=== Provided records ===
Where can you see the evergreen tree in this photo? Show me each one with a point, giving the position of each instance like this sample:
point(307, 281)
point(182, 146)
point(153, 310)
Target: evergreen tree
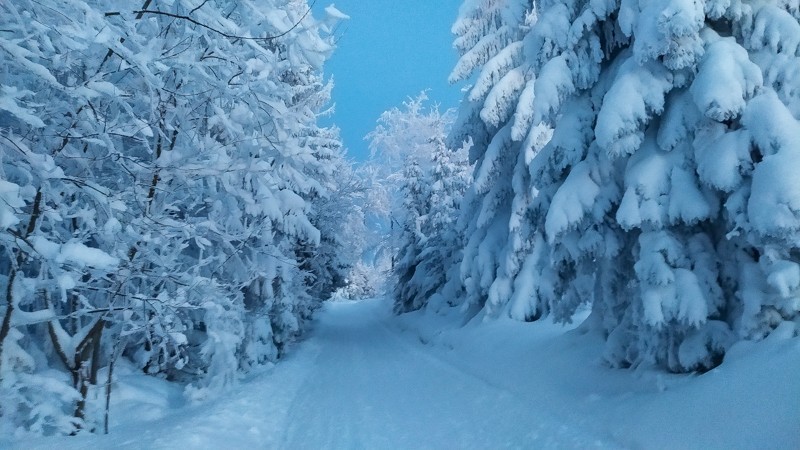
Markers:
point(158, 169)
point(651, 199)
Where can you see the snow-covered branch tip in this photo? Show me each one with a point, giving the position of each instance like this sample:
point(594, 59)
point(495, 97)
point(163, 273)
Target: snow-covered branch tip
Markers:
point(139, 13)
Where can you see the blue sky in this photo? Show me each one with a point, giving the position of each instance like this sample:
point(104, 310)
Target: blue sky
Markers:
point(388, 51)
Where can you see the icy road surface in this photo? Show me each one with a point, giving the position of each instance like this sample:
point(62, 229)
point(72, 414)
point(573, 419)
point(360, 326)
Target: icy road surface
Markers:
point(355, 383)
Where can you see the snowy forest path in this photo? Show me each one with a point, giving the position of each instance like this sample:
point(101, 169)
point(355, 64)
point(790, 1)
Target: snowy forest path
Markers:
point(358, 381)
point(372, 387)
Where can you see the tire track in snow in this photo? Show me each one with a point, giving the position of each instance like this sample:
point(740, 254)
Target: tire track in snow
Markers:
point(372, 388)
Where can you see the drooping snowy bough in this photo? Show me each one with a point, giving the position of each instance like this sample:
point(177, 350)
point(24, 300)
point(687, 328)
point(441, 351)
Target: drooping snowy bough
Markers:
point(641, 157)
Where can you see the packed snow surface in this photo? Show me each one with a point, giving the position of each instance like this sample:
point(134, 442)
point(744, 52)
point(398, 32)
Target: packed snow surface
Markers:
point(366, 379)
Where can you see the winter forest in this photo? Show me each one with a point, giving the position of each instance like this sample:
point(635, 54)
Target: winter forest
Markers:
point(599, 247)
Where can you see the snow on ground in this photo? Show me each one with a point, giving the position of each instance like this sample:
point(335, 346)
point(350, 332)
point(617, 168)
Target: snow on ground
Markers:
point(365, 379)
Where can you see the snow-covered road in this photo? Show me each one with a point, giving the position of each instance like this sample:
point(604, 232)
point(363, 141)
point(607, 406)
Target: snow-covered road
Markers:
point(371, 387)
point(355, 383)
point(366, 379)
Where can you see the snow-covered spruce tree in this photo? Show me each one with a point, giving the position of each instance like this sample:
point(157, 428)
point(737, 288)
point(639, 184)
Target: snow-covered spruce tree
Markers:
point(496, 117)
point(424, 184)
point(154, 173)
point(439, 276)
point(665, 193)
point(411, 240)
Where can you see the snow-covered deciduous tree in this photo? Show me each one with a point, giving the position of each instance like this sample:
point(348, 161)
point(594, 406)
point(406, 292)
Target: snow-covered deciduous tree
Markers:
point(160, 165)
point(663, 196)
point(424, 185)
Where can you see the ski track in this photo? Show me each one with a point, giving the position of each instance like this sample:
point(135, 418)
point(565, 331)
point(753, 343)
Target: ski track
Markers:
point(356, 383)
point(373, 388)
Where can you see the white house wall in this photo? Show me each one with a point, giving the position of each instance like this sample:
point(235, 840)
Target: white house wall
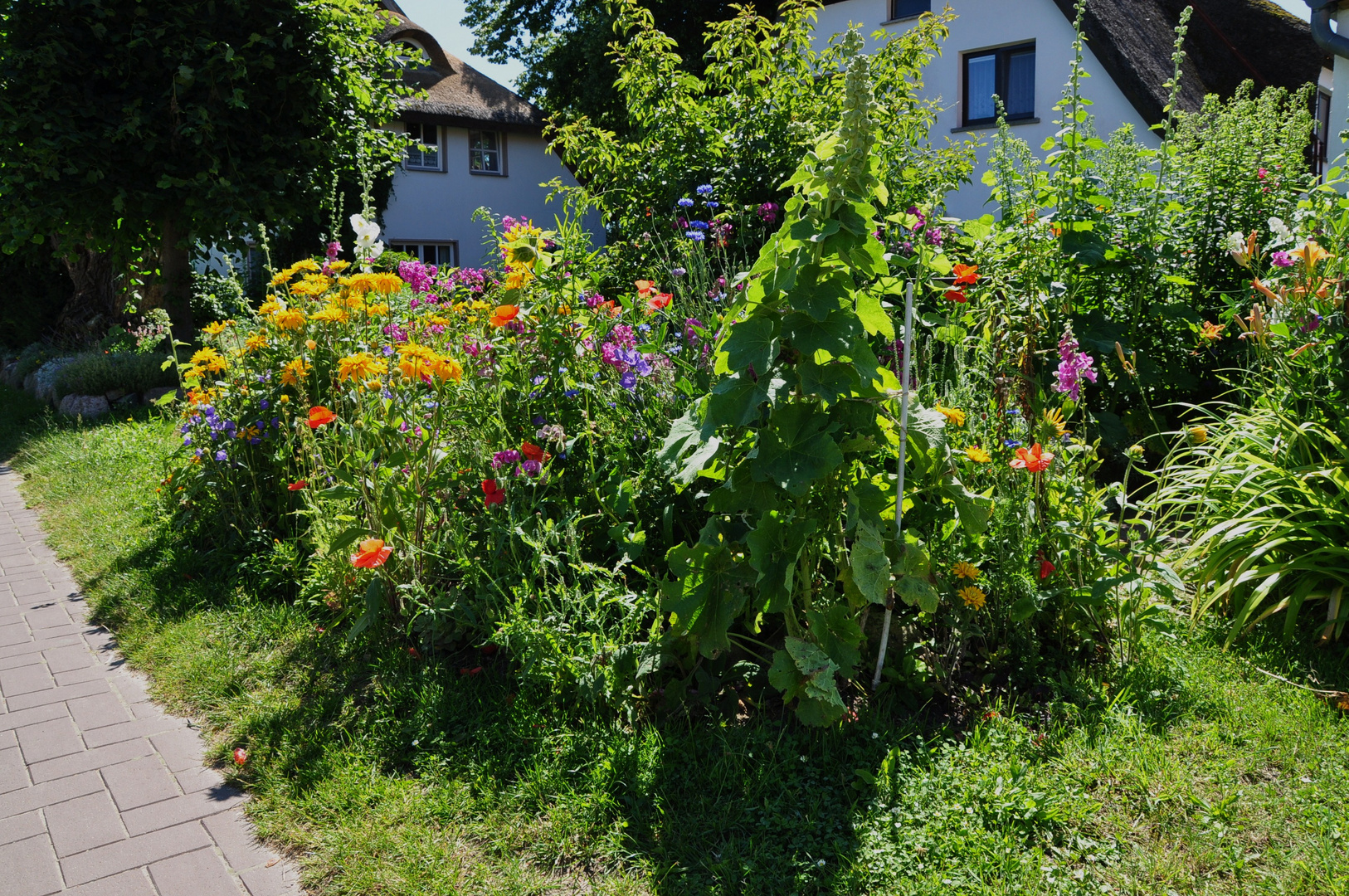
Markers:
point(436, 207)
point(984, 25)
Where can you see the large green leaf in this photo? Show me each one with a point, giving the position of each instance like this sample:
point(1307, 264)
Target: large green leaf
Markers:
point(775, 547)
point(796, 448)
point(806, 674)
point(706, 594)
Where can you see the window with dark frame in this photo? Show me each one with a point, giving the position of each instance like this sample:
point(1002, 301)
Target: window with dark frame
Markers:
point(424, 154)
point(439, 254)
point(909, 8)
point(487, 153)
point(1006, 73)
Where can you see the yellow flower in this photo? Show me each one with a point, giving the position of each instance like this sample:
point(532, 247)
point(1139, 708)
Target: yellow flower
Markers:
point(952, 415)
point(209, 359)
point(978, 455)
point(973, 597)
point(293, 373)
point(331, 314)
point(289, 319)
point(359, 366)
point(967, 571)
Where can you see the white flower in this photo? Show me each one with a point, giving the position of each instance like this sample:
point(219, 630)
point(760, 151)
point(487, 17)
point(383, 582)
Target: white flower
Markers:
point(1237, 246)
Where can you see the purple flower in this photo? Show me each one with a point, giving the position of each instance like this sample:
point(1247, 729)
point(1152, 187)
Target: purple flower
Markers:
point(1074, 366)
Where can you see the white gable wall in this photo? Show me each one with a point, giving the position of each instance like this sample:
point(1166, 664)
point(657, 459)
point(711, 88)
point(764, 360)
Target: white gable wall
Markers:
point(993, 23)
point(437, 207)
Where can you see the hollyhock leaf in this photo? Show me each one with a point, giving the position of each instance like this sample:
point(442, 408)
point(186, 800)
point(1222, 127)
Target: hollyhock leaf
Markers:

=== Stated goal ===
Reproduce all of the lines above word for word, omitting the pictures.

=== Output of the exercise ===
Where can you see the evergreen tree in this photo? Show me each one with a point, giving the position of each instance like this sample:
point(307, 281)
point(182, 146)
point(153, 310)
Target: evergreen tree
Markers:
point(158, 169)
point(651, 199)
Where can you see the snow-covered branch tip in this photo? Show me each one with a point, giving the position of each instance like this sample:
point(594, 59)
point(495, 97)
point(163, 273)
Target: snow-covered branch tip
Markers:
point(139, 13)
Where can you see the blue sky in this photo? Show me each one with a point, giving the position of each instance like this sample:
point(104, 310)
Target: blue sky
Markers:
point(388, 51)
Where can you see the icy road surface in this photo? Show me each one with a point, giving the position of each instance like this sample:
point(62, 229)
point(72, 414)
point(573, 419)
point(360, 326)
Target: icy road surface
Markers:
point(355, 383)
Where can you see the snowy forest path in this photo? Show me each one with a point, giving the position of each instance like this sample:
point(101, 169)
point(355, 64)
point(790, 1)
Target: snowy forest path
Markers:
point(358, 381)
point(372, 387)
Where can you see the tire track in snow in this photo? Show me each one with a point, giving the position of each instance like this sample:
point(740, 254)
Target: tire track in snow
Markers:
point(372, 388)
Where can you see the drooping snowy bough in this photo? Show me each one with a point, giving the position of each instance like this sample:
point(177, 350)
point(24, 300)
point(687, 328)
point(441, 351)
Target: drooping snowy bough
Markers:
point(641, 157)
Where can you see the packed snow surface in this photo? Show me each one with a point, giving the position of each instance like this sample:
point(134, 442)
point(744, 52)
point(398, 32)
Target: packed snow surface
Markers:
point(366, 379)
Where can you see the winter forest in this photo? Show me each one with a point, giving the position of each instance like this sample:
point(635, 54)
Target: winter forest
Markers:
point(599, 247)
Where can you see the snow on ground in this photo? Show me each one with a point, giving the position of each instance like this sample:
point(335, 346)
point(350, 332)
point(617, 168)
Target: snow on ground
Markers:
point(365, 379)
Where can you see the snow-covered road in this photo? Show me each one with a point, giving the position of each instance like this sample:
point(604, 232)
point(363, 141)
point(607, 406)
Target: snow-covered road
Markers:
point(371, 387)
point(355, 383)
point(366, 379)
Where can you see the snow-covered spruce tree in this photo? Show me each one with a point, giving the position of each instance like this sample:
point(157, 428)
point(737, 288)
point(639, 184)
Target: snow-covered spruce tree
Markers:
point(496, 117)
point(424, 184)
point(154, 173)
point(439, 276)
point(665, 193)
point(411, 240)
Where can you see the snow-covered deciduous tree in this photo? Show me each one with a point, giving the position of each instance like this sample:
point(348, 161)
point(594, 406)
point(406, 292)
Target: snow-covered deciduous tree
Markers:
point(160, 165)
point(663, 196)
point(424, 185)
Where can you see the ski track in this photo? Show me each one with a point, giving the position of each instance like this sample:
point(135, 418)
point(565, 331)
point(753, 343)
Target: ski track
Markers:
point(356, 383)
point(373, 388)
Where can you see the white house wall in this photo? Show me each one with a point, giving the position of each instance like this sample:
point(235, 840)
Target: white house wall
Markers:
point(436, 207)
point(984, 25)
Where can you see the large green leaf in this photo? Show me each one with a point, giving the position of each instance like this sample:
point(1307, 264)
Target: large green leaf
Markers:
point(775, 547)
point(796, 448)
point(806, 674)
point(706, 594)
Where can you see the window with dark frame in this photo? Show me each one with a point, giving the position of each instance like this sample:
point(1002, 301)
Target: window with dark frame
Markers:
point(424, 154)
point(439, 254)
point(909, 8)
point(487, 153)
point(1006, 73)
Where can you see the yellow flower in this photo? Show me each one with a point, giving the position of each instance like this sample:
point(532, 247)
point(1139, 708)
Target: yellow flower
Markers:
point(952, 415)
point(209, 359)
point(978, 455)
point(973, 597)
point(293, 373)
point(331, 314)
point(289, 319)
point(359, 366)
point(967, 571)
Where can you see the white flower in this photo? Show me each one with a point, giving the position of each instance like this sample:
point(219, 630)
point(760, 151)
point(487, 17)
point(383, 582)
Target: white flower
Markers:
point(1237, 246)
Where can you see the purple flower in this photo? Show me each one with a point, giving the position of each instance like this sample:
point(1247, 729)
point(1152, 187)
Target: purple flower
Markers:
point(1074, 366)
Where can you see the white gable wall in this photo? Show me each one with a point, giving the position of each instance like this sample:
point(1166, 664)
point(657, 459)
point(711, 88)
point(764, 360)
Target: white gable wall
Markers:
point(993, 23)
point(437, 207)
Where can you see the hollyhock leaf in this photo? Show me each one with a point, giving the position of each instance like this sample:
point(442, 408)
point(186, 800)
point(1222, 127)
Target: hollyhock leaf
Markers:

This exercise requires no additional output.